- Dataset records

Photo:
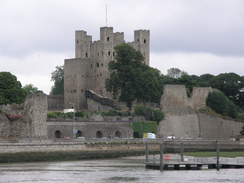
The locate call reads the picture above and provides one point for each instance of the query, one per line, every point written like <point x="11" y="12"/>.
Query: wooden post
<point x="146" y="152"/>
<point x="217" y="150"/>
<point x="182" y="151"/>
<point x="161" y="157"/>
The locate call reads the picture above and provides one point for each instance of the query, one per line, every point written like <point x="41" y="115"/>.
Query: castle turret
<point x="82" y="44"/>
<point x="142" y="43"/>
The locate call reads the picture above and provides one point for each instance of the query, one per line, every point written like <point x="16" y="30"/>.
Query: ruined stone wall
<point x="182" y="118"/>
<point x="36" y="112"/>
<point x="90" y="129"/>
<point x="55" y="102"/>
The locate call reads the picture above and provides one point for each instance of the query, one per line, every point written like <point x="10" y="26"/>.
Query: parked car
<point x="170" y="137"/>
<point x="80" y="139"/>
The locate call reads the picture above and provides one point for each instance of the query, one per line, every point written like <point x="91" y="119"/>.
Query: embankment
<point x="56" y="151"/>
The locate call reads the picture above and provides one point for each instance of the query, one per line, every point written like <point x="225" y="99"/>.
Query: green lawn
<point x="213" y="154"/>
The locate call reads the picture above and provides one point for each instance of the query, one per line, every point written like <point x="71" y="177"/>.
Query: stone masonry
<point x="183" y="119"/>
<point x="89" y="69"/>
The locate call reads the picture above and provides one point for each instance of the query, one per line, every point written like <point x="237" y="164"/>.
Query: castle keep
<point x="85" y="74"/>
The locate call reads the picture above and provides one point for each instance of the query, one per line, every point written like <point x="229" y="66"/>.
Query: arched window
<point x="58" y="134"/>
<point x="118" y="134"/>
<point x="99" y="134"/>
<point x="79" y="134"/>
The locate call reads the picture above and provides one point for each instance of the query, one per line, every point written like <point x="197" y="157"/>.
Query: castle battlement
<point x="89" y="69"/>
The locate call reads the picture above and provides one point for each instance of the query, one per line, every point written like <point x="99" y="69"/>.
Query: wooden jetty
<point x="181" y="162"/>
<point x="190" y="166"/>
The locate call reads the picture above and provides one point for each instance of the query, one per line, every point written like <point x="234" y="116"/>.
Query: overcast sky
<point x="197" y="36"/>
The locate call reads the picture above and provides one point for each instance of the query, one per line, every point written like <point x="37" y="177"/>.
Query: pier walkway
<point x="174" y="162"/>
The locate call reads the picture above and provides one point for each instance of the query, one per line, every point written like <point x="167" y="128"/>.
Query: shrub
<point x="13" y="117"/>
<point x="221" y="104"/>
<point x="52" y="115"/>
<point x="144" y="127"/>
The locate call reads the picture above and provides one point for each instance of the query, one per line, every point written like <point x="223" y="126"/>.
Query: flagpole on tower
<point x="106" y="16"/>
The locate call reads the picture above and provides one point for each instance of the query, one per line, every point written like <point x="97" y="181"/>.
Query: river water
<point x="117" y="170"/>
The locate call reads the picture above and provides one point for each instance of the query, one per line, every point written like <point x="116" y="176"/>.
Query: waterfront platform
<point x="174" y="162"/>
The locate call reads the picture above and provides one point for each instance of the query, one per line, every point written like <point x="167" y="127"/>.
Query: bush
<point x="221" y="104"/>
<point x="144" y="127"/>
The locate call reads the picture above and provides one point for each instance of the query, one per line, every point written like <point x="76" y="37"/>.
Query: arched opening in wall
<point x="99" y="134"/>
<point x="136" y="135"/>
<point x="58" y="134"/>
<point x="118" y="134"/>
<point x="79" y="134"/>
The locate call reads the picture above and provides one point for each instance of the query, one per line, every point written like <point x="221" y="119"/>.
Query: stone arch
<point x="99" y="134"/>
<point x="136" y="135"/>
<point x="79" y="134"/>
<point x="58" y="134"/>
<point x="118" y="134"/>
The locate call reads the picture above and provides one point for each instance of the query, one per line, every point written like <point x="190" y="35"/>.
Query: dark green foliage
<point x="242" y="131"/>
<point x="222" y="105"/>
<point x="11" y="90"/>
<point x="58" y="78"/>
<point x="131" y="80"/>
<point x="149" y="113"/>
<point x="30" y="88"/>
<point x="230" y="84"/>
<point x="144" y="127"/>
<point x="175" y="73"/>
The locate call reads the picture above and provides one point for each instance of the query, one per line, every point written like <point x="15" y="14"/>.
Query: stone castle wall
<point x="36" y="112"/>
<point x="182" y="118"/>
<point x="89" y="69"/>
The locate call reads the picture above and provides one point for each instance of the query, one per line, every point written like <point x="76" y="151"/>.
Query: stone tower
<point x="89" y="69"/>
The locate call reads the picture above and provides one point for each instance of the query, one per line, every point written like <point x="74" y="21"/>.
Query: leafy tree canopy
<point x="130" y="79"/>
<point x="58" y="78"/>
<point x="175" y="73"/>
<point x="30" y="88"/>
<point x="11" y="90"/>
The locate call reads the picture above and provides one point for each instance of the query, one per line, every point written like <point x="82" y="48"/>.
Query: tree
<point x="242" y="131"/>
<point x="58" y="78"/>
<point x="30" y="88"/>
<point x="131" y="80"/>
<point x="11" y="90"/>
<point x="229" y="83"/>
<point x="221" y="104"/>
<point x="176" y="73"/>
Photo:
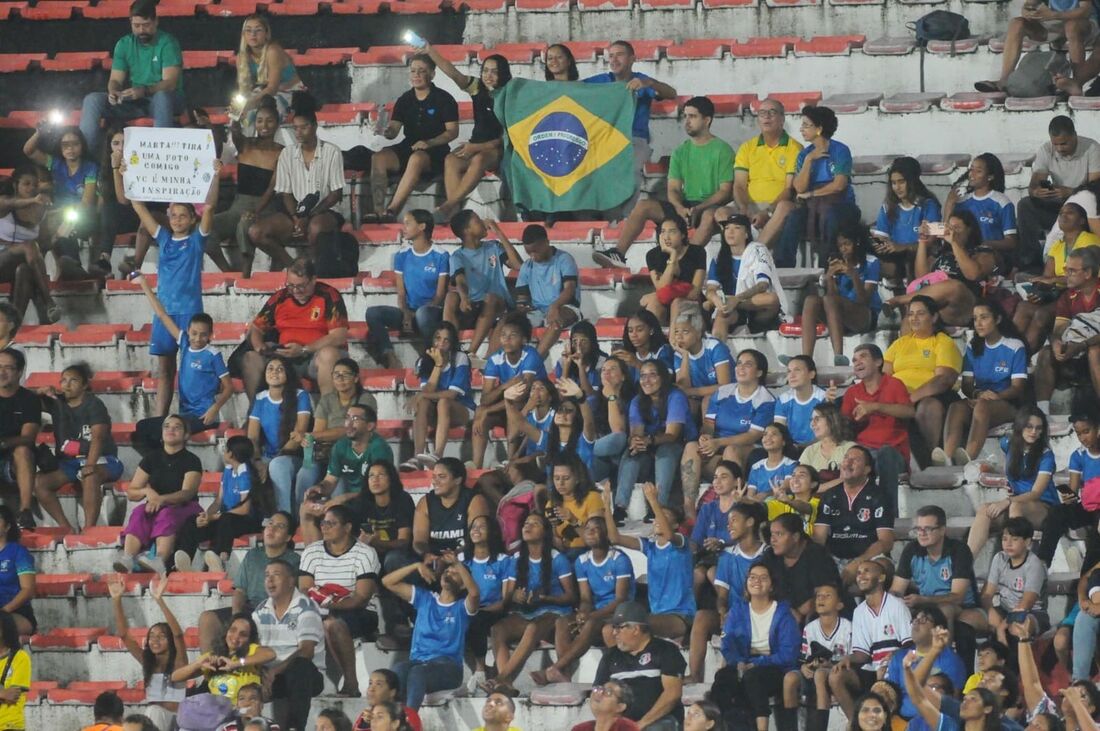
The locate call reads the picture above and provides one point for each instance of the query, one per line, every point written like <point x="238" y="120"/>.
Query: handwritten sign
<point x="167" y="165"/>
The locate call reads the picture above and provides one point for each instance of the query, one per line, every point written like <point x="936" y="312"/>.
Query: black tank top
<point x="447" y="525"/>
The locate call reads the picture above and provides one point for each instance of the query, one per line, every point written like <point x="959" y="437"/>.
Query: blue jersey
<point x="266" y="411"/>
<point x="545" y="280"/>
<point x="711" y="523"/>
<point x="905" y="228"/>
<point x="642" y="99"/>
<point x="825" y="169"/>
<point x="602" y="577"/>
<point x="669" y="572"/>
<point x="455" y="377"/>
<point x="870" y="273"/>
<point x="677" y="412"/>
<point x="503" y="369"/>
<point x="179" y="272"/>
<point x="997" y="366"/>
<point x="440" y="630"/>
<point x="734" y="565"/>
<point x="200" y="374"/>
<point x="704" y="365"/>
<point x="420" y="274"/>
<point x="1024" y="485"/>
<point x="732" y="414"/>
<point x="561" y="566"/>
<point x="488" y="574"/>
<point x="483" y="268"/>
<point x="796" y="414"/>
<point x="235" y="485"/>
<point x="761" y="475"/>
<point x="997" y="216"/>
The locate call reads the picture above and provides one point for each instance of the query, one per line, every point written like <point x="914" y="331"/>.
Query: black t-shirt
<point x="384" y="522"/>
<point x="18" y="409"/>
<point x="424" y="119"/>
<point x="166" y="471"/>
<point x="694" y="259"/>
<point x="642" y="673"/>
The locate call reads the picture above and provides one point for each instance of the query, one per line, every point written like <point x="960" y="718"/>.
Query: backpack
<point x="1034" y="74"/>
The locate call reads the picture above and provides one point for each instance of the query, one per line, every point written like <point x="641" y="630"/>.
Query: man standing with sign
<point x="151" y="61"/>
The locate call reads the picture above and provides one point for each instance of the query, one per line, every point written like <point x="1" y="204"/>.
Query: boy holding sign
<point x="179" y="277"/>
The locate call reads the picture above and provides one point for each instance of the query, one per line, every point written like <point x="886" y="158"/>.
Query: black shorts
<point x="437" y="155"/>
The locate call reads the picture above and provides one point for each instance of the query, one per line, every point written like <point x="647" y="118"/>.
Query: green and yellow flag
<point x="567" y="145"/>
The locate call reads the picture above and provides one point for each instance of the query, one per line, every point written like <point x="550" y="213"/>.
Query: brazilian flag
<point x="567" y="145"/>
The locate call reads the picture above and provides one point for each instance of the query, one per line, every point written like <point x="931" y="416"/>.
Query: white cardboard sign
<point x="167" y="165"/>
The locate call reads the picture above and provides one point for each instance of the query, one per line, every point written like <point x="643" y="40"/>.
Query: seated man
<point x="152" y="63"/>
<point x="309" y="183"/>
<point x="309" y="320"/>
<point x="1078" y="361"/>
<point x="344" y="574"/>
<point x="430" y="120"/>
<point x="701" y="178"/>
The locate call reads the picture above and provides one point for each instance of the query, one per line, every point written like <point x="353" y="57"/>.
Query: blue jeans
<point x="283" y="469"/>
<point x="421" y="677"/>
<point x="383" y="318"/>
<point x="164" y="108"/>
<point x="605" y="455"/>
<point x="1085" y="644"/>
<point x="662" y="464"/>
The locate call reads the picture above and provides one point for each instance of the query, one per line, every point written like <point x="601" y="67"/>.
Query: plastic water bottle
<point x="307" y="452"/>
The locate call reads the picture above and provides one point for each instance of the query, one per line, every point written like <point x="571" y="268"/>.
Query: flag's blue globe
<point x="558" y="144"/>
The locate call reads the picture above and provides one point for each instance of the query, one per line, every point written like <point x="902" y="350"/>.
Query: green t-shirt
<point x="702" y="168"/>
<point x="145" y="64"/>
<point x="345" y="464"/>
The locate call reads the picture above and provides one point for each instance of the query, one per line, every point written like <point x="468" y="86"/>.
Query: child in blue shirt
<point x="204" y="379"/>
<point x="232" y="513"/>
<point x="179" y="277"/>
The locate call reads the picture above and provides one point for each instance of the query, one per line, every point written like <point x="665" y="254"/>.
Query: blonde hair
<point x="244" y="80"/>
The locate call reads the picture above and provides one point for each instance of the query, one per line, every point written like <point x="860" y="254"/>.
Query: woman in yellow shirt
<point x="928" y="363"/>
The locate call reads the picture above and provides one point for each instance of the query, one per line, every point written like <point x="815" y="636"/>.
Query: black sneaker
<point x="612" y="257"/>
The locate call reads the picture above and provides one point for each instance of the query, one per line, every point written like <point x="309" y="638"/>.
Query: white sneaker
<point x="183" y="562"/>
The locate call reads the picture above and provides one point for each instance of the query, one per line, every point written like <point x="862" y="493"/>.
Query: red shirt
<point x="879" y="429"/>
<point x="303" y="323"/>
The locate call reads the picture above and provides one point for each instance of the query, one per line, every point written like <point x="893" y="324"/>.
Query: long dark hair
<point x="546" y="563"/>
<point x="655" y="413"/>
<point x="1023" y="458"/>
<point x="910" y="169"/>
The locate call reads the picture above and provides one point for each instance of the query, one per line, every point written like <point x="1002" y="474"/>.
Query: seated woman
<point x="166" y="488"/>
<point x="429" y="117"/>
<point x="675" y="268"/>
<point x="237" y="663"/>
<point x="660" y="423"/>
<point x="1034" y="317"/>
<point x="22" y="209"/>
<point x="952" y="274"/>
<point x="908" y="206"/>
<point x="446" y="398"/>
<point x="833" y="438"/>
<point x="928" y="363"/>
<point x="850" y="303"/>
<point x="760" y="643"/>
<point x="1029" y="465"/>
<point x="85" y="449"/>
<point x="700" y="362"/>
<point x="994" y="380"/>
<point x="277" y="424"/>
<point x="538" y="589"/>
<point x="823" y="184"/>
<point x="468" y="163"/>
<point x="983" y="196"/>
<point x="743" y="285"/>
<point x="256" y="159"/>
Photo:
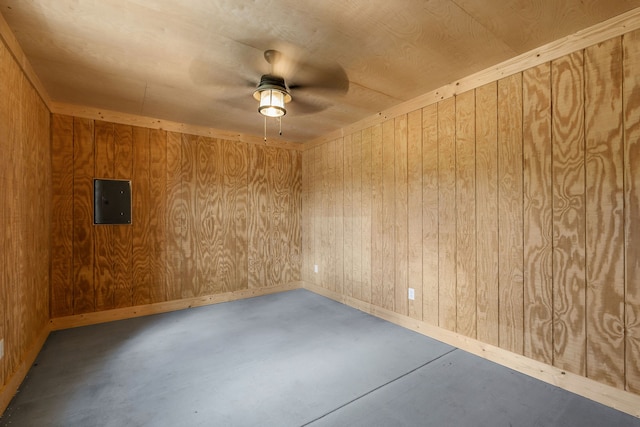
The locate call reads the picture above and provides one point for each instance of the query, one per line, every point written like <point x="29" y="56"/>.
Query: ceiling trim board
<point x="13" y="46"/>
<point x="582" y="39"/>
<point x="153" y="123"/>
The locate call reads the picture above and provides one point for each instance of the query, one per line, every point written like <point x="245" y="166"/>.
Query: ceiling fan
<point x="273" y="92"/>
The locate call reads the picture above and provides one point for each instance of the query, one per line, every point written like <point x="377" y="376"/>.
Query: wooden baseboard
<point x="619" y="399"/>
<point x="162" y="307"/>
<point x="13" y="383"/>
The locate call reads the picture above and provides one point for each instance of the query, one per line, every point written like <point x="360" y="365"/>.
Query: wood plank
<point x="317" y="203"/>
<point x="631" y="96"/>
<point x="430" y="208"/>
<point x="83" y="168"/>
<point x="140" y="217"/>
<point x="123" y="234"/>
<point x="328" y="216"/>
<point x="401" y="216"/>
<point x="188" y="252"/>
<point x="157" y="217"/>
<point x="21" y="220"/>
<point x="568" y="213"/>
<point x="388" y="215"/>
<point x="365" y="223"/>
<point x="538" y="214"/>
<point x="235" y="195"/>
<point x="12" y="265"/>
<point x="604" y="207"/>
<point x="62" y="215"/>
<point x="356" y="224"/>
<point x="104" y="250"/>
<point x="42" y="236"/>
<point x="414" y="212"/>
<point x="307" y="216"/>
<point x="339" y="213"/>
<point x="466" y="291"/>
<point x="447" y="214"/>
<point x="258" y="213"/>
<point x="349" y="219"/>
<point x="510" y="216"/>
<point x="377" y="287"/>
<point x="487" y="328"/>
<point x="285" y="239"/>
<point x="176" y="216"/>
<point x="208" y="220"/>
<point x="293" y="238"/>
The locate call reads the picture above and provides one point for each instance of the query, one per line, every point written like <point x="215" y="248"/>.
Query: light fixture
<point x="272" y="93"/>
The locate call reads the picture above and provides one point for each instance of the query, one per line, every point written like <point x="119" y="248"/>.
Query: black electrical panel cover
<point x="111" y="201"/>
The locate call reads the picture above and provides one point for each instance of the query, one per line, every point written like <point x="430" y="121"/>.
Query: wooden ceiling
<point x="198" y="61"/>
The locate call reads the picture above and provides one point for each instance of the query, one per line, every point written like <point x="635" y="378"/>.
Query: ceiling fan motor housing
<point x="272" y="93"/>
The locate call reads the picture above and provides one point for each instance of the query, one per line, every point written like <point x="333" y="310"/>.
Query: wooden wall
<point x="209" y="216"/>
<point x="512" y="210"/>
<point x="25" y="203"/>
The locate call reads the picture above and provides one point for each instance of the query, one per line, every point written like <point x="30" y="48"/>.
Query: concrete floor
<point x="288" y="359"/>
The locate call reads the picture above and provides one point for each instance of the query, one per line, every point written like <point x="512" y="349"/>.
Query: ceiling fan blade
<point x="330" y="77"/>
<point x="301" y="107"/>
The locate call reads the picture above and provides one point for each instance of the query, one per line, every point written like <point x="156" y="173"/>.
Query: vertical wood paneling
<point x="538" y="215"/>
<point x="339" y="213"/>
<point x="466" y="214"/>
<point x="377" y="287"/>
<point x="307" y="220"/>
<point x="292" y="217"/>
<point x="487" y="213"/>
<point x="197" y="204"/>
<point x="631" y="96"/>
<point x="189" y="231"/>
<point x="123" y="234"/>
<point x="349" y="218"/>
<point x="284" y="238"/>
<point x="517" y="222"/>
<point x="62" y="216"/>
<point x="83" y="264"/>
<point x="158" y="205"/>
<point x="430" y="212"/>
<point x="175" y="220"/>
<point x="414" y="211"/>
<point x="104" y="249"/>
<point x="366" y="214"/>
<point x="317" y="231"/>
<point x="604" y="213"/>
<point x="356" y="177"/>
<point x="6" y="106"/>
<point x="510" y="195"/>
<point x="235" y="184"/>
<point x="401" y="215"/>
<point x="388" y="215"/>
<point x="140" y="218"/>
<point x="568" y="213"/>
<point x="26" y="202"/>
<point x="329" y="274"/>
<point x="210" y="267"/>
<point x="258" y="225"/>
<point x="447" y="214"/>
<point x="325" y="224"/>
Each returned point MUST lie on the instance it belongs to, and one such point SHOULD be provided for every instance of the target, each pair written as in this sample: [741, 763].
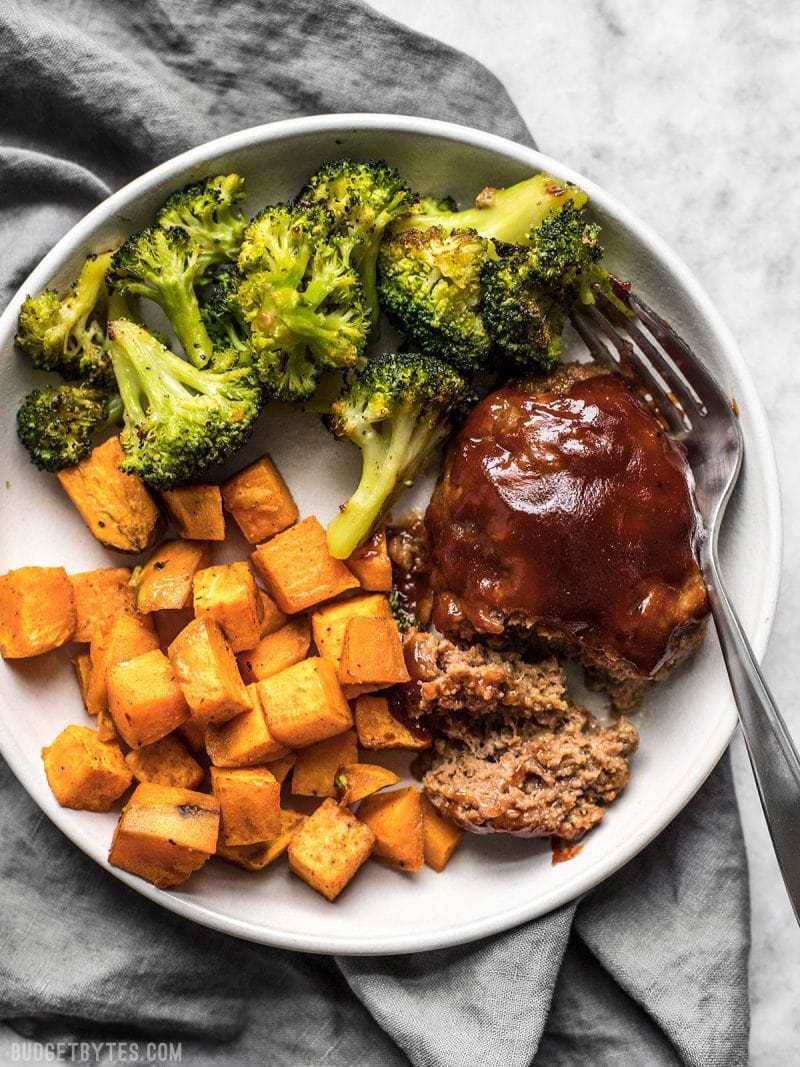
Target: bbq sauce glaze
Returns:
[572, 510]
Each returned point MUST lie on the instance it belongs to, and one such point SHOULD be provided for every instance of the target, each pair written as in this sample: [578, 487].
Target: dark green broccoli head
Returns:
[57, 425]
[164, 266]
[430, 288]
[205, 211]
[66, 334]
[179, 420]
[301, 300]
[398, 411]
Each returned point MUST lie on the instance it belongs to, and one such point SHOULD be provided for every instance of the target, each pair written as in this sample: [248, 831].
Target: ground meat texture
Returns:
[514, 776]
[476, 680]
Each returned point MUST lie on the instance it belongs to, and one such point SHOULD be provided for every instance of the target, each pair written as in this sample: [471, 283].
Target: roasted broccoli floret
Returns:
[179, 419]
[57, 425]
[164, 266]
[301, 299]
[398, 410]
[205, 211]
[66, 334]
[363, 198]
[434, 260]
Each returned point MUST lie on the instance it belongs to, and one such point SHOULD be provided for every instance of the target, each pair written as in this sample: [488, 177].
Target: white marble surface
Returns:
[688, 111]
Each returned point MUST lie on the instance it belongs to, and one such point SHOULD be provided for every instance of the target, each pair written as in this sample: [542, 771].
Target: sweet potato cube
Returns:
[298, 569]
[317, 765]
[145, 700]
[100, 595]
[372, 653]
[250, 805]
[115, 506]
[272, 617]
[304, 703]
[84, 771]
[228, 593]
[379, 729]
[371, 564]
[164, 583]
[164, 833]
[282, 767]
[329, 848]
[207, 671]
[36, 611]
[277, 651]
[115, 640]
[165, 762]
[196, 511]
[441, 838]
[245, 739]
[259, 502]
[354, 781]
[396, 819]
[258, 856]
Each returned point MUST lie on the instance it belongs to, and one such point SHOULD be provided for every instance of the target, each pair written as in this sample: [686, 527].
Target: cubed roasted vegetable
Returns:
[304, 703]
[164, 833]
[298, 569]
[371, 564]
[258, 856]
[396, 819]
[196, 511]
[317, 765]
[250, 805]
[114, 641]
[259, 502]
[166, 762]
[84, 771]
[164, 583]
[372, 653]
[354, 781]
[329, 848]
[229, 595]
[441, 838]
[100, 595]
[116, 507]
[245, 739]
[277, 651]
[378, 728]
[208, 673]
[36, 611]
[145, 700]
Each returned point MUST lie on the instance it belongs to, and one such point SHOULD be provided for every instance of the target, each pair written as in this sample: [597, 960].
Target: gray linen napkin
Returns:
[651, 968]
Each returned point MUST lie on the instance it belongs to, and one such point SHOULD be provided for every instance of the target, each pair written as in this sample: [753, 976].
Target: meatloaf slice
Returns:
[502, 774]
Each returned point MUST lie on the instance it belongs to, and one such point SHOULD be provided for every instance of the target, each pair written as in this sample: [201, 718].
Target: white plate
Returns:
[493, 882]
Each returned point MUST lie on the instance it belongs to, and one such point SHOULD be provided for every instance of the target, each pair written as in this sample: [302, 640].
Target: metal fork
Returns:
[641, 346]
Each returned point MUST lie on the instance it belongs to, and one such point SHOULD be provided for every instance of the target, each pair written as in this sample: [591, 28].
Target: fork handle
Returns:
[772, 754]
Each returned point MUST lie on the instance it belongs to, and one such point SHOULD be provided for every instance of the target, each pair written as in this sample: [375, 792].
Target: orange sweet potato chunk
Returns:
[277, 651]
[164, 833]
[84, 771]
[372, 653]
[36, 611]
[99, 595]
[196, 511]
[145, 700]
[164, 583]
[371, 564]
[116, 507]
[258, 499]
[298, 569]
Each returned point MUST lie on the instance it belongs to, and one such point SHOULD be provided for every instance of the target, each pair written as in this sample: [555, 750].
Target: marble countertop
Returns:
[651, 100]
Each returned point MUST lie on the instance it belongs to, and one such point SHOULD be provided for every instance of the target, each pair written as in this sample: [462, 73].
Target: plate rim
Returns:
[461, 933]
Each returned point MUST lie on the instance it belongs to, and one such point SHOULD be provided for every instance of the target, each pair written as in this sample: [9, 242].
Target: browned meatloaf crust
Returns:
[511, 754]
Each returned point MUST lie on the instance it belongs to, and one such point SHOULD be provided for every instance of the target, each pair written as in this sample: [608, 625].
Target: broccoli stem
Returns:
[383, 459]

- Exercise requirements
Given the records above, restate word for word only the lines starting at the one with "sample: [578, 487]." and ending at the one with "Target: ground meat texture".

- Solution to this task
Each returned point MUST lie on the instance it belongs to, and one such point SHOULD be provided for every instance of the target, each pair written as in this sample: [578, 487].
Target: dark green broccoli head
Returns:
[57, 425]
[164, 266]
[430, 288]
[205, 211]
[66, 334]
[179, 420]
[301, 300]
[398, 411]
Each returned point MUST lie on the instance it belongs to, and one such point SHOULD be provided for every instance of the target, each pair written as in this sample: [248, 831].
Target: ground meat texture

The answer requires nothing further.